[Data excerpts]
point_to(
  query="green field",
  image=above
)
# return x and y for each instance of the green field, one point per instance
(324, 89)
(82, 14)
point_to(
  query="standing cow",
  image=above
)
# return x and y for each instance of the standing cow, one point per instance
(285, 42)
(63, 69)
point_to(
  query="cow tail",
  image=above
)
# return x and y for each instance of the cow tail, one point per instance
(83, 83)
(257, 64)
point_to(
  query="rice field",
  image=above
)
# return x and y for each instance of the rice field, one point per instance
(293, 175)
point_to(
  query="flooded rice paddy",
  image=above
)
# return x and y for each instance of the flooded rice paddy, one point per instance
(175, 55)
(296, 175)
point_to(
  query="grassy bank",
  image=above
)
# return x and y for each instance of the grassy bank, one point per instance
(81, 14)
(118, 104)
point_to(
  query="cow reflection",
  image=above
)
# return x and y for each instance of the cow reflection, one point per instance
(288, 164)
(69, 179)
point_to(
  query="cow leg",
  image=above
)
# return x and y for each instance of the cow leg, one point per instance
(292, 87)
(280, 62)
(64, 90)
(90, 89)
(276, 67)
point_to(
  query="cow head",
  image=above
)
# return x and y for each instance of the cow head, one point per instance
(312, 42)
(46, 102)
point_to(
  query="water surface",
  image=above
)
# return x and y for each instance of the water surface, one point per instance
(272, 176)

Exercise requirements: Among the lines in the data above, find those containing "query" and give only how many there are.

Solved problem: 10